PROBLEM REQUIREMENTS:
Only one number is wanted here: how many lines of the data hold "smiley".

Saved entries:
Segment Open

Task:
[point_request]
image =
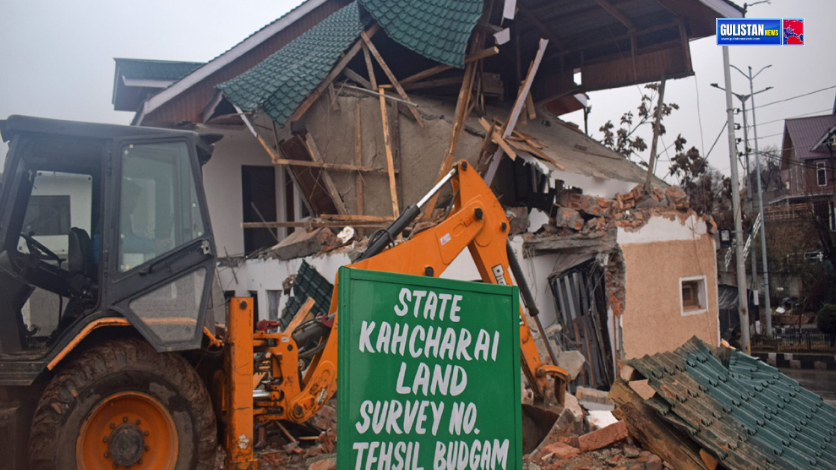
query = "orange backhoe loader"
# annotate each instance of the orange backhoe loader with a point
(109, 356)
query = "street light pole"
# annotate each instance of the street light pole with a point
(738, 225)
(766, 295)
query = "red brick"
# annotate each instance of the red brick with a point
(603, 437)
(325, 464)
(560, 451)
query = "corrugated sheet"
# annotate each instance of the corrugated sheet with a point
(281, 82)
(436, 29)
(806, 132)
(747, 414)
(308, 283)
(142, 69)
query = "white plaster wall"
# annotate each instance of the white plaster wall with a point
(262, 275)
(662, 229)
(222, 182)
(591, 185)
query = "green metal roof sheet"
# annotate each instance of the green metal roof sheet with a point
(282, 81)
(142, 69)
(436, 29)
(746, 413)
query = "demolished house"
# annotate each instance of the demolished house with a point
(338, 115)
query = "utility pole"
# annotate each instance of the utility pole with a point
(752, 252)
(766, 299)
(738, 226)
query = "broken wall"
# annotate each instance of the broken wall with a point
(418, 151)
(656, 258)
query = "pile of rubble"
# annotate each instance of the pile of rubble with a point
(579, 213)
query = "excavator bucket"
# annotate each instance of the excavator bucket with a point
(537, 422)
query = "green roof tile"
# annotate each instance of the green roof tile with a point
(142, 69)
(436, 29)
(281, 82)
(747, 413)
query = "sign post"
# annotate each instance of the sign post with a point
(429, 374)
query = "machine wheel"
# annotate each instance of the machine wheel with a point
(120, 405)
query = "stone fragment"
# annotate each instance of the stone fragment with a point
(603, 437)
(572, 362)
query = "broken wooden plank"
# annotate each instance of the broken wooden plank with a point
(425, 74)
(300, 316)
(515, 112)
(326, 177)
(393, 190)
(497, 138)
(312, 224)
(458, 125)
(438, 83)
(356, 218)
(535, 21)
(652, 432)
(335, 105)
(390, 98)
(335, 72)
(358, 160)
(529, 104)
(394, 81)
(481, 54)
(330, 166)
(357, 78)
(369, 67)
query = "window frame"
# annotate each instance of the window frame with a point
(701, 292)
(821, 173)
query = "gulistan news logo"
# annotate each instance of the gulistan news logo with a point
(760, 31)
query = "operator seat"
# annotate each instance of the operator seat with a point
(80, 253)
(82, 272)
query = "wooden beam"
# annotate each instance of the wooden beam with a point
(394, 81)
(657, 130)
(358, 160)
(588, 43)
(532, 18)
(335, 105)
(312, 224)
(462, 105)
(357, 78)
(326, 177)
(515, 112)
(491, 51)
(652, 432)
(330, 166)
(438, 83)
(335, 72)
(393, 189)
(615, 12)
(426, 74)
(356, 218)
(369, 67)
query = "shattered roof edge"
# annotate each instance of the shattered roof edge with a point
(236, 51)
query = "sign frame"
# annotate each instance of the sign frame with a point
(349, 279)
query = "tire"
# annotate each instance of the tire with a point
(122, 403)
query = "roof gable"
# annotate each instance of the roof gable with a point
(436, 29)
(281, 82)
(806, 133)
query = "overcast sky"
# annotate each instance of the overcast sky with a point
(57, 61)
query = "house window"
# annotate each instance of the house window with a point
(693, 295)
(821, 173)
(832, 218)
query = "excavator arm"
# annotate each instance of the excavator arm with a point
(477, 223)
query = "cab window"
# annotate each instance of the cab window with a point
(159, 211)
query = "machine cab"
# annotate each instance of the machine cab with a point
(101, 220)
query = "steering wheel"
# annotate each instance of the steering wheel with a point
(38, 249)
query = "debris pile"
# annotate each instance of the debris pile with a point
(588, 215)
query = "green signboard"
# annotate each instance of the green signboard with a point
(429, 374)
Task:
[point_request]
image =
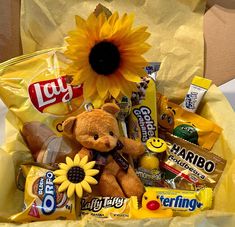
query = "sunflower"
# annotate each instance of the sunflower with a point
(76, 176)
(106, 54)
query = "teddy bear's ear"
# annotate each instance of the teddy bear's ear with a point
(68, 125)
(111, 108)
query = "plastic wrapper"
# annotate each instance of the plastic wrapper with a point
(35, 88)
(42, 201)
(192, 127)
(189, 167)
(183, 202)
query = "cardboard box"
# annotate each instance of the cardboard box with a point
(219, 33)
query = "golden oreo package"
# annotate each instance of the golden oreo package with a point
(42, 201)
(188, 166)
(183, 202)
(142, 122)
(189, 126)
(107, 207)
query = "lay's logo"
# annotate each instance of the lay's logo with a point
(49, 92)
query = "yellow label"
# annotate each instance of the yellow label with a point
(142, 122)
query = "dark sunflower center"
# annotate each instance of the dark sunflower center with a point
(76, 174)
(104, 58)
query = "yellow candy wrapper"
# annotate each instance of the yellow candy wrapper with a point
(189, 126)
(108, 207)
(182, 202)
(42, 201)
(195, 94)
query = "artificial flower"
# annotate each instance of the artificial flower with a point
(76, 176)
(106, 54)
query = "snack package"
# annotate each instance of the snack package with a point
(183, 202)
(42, 201)
(195, 94)
(108, 207)
(142, 122)
(188, 166)
(174, 119)
(35, 89)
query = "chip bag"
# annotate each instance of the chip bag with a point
(36, 90)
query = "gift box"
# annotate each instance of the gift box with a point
(177, 40)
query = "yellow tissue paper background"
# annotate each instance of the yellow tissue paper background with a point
(177, 40)
(175, 27)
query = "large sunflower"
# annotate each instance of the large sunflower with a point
(107, 55)
(76, 176)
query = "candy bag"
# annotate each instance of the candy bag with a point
(174, 119)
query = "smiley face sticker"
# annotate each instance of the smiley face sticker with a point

Segment Closed

SOLUTION TO THIS PROBLEM:
2